• _TASK REQUIREMENTS_
Pick out and copy every line in the entries below that contains the word "person". Case counts.

• _MATERIAL PROVIDED_
------------------------------------------------------------

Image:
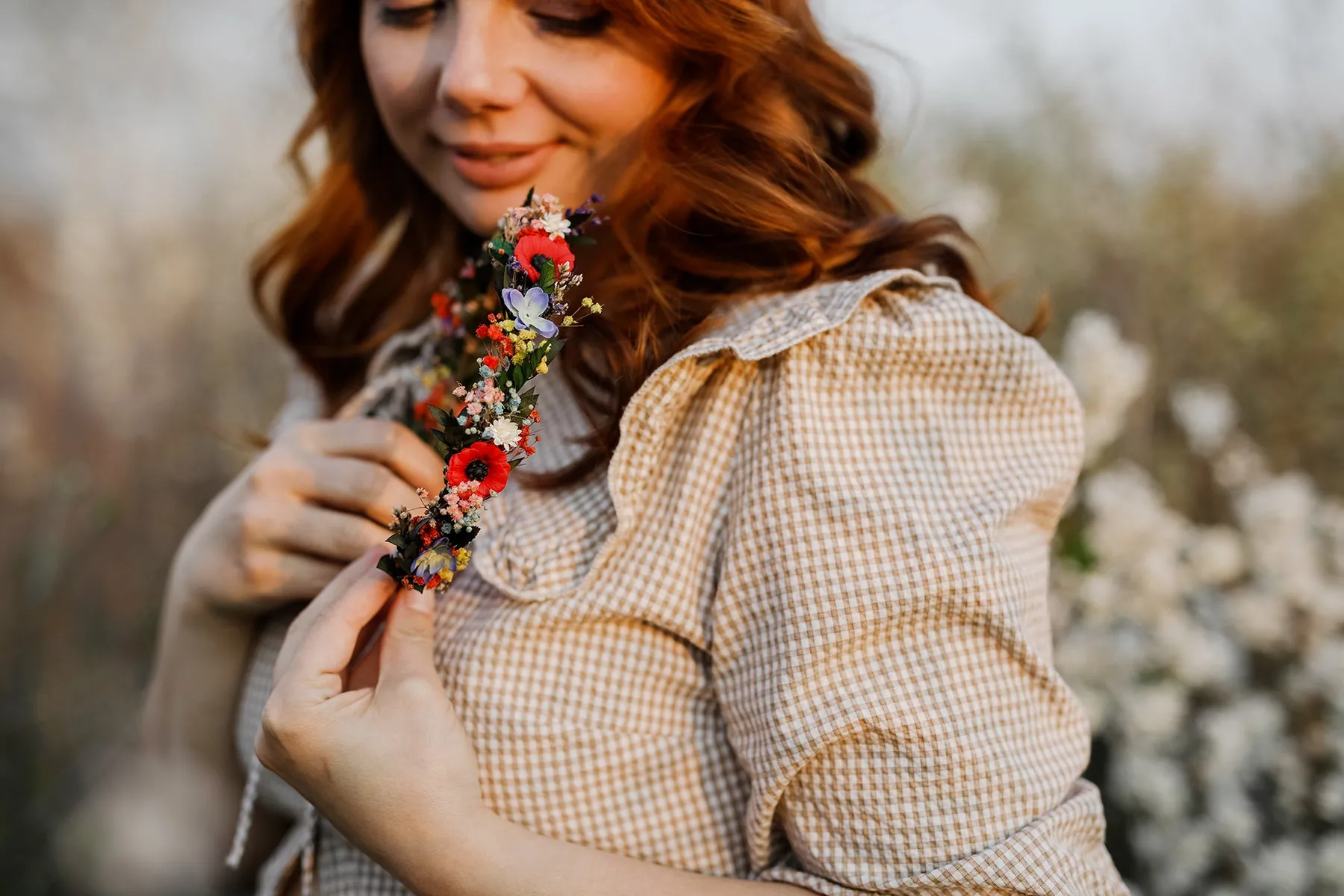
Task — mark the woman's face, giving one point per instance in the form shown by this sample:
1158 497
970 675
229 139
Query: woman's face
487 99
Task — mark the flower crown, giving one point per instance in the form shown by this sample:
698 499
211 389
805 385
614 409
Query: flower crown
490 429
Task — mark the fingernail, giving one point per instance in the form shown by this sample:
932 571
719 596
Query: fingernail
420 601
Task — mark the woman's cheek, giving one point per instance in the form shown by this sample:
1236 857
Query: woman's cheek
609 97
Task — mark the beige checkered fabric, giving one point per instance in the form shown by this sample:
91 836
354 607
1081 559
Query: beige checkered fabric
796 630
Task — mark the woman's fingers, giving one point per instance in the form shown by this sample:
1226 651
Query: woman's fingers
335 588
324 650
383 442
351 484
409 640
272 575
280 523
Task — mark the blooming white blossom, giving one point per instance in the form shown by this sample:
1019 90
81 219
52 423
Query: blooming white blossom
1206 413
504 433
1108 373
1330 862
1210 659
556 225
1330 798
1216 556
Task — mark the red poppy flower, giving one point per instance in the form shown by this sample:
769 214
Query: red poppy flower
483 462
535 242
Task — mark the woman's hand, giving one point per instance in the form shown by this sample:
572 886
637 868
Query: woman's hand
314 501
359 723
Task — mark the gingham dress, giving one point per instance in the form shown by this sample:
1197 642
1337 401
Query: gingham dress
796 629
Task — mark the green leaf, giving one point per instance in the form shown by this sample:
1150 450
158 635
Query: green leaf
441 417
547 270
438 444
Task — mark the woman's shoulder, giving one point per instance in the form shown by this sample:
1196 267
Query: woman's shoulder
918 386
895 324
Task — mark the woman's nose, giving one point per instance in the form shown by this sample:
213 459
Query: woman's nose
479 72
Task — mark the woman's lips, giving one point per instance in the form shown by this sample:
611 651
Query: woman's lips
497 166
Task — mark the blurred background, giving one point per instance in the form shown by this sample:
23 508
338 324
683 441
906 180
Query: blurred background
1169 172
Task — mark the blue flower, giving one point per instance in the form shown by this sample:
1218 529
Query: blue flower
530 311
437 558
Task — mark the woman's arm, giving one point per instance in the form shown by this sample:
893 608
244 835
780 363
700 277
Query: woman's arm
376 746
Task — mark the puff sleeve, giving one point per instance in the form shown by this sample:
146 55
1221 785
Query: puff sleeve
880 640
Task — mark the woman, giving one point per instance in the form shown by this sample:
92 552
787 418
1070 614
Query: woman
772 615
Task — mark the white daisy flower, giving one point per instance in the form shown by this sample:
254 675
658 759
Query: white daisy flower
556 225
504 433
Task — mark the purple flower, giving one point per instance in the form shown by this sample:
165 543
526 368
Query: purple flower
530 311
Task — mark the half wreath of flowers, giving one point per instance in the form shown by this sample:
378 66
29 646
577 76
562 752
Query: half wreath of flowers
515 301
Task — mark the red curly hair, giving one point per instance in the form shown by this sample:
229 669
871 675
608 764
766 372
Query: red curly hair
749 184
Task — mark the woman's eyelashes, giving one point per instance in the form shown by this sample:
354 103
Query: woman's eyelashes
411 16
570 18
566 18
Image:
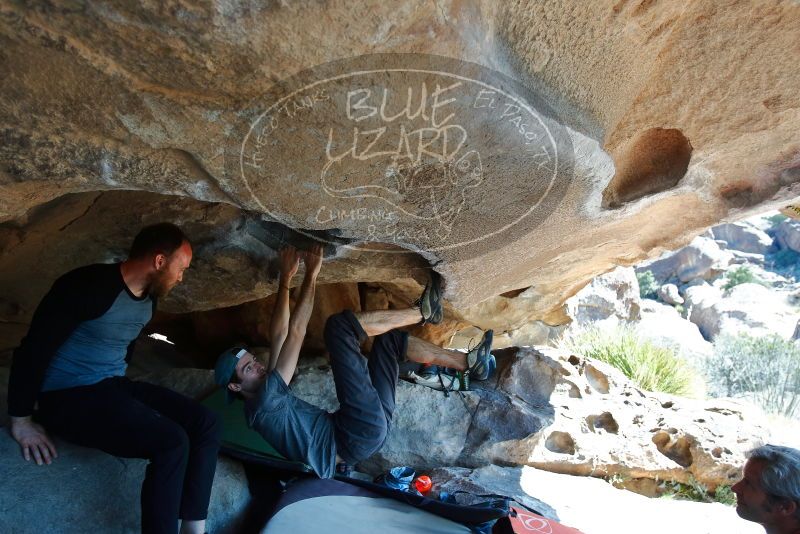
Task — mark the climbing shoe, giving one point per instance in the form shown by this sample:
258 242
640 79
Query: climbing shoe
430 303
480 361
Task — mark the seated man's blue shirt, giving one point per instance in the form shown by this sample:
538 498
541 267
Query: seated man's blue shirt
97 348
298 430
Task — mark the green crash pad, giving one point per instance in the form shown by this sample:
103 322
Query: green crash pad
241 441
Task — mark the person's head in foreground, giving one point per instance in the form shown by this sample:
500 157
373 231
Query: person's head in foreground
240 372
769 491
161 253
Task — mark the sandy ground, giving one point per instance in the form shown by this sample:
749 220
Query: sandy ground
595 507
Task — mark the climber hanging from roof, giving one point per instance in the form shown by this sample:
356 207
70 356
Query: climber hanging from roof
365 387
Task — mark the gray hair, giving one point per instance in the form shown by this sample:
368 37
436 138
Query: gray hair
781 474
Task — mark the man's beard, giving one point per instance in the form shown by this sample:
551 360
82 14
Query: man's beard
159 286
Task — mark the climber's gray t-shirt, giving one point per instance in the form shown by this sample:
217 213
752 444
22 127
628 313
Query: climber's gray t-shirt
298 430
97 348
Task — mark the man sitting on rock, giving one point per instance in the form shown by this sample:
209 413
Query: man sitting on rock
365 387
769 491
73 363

------------------------------------------------------------

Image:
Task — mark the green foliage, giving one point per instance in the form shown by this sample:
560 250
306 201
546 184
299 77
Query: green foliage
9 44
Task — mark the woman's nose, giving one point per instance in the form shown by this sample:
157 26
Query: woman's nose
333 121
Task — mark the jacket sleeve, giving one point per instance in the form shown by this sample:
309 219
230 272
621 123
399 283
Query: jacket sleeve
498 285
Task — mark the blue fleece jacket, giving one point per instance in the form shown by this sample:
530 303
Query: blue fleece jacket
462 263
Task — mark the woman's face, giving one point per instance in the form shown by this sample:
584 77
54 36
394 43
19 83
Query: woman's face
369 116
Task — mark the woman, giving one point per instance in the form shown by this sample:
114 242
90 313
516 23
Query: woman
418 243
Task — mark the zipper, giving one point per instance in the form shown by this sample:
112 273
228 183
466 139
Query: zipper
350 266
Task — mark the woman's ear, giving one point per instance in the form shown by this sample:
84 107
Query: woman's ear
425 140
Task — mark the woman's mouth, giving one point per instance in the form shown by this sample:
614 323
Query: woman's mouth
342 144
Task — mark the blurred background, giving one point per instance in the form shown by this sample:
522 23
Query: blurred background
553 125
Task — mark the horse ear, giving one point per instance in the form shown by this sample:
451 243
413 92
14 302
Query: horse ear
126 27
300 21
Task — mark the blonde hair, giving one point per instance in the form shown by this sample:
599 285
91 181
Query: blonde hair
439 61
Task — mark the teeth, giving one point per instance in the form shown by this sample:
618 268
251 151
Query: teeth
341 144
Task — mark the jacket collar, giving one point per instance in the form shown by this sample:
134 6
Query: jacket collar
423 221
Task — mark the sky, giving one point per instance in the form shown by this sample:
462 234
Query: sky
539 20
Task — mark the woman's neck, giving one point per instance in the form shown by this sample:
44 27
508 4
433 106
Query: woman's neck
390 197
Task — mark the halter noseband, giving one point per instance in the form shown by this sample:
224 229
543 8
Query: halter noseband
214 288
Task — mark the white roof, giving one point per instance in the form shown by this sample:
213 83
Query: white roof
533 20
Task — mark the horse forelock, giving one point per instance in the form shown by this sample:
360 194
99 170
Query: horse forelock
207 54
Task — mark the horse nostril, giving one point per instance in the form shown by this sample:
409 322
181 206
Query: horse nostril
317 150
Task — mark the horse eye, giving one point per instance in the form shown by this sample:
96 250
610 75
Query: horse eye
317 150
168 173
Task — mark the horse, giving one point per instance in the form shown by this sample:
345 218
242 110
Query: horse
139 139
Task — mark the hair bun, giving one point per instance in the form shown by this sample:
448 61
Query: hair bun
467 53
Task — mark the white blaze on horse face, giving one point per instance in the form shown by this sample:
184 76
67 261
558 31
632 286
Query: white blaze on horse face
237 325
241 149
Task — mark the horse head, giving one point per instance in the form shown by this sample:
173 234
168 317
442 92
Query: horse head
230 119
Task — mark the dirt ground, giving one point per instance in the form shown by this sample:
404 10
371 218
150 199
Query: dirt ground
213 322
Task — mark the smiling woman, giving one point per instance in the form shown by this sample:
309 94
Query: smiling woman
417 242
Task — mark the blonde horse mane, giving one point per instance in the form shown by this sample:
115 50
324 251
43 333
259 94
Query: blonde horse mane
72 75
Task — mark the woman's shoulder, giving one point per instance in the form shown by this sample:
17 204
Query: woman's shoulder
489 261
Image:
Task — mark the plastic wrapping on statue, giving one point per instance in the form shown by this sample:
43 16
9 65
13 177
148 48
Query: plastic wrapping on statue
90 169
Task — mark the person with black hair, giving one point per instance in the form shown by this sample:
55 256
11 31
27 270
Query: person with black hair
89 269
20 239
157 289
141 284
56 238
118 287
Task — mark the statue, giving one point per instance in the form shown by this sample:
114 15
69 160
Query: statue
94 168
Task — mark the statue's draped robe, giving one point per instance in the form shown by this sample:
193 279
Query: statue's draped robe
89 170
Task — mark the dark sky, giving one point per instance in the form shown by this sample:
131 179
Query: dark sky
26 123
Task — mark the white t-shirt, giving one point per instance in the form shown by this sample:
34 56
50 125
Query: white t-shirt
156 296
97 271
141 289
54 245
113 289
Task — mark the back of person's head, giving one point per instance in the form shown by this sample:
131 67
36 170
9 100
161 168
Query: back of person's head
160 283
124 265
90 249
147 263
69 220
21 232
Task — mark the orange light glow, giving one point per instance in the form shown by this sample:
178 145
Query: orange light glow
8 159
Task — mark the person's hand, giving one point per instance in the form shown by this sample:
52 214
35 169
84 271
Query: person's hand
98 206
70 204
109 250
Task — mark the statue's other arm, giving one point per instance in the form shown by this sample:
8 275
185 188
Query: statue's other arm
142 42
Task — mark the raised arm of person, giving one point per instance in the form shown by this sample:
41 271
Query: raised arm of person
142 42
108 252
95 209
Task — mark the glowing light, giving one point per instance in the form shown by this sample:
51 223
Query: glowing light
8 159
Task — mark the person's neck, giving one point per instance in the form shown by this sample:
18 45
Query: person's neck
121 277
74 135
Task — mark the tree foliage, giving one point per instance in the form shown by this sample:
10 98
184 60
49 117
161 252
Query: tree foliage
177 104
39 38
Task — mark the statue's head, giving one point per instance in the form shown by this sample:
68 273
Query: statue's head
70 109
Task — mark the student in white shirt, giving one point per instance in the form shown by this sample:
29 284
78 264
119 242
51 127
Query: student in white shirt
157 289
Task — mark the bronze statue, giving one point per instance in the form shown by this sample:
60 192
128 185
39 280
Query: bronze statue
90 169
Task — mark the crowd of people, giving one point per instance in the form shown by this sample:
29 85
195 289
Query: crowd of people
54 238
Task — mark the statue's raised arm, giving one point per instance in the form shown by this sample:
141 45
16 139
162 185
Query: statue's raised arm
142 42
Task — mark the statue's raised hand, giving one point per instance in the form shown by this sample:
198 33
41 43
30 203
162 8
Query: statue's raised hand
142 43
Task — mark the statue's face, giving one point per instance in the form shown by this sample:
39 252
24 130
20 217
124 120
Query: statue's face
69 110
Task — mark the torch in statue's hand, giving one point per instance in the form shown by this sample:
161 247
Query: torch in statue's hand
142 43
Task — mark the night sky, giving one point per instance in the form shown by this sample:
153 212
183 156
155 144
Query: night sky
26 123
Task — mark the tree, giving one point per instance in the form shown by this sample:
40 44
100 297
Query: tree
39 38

------------------------------------------------------------

• _EXERCISE SOLUTION_
Task — mark the person's head in foreground, giving one point per instance in the form shown by this sample:
Query: person's head in foreground
Task — mark the person with black hair, giving one point per instance in the form shown by this sample:
Query: person with black hair
Task — mark the back of person's head, giving one point per instance in the form shown by this sample:
Query: back of person's head
Task — mark the person's hand, giving one point per instance in the form shown by this sample:
Query: person's hand
Task — mark the raised arm of person, giving one point per instance in the form shown by this sample:
Query: raised arm of person
Task — mark the person's neck, giving one point per instance in the form shown by this sample:
Query: person's neck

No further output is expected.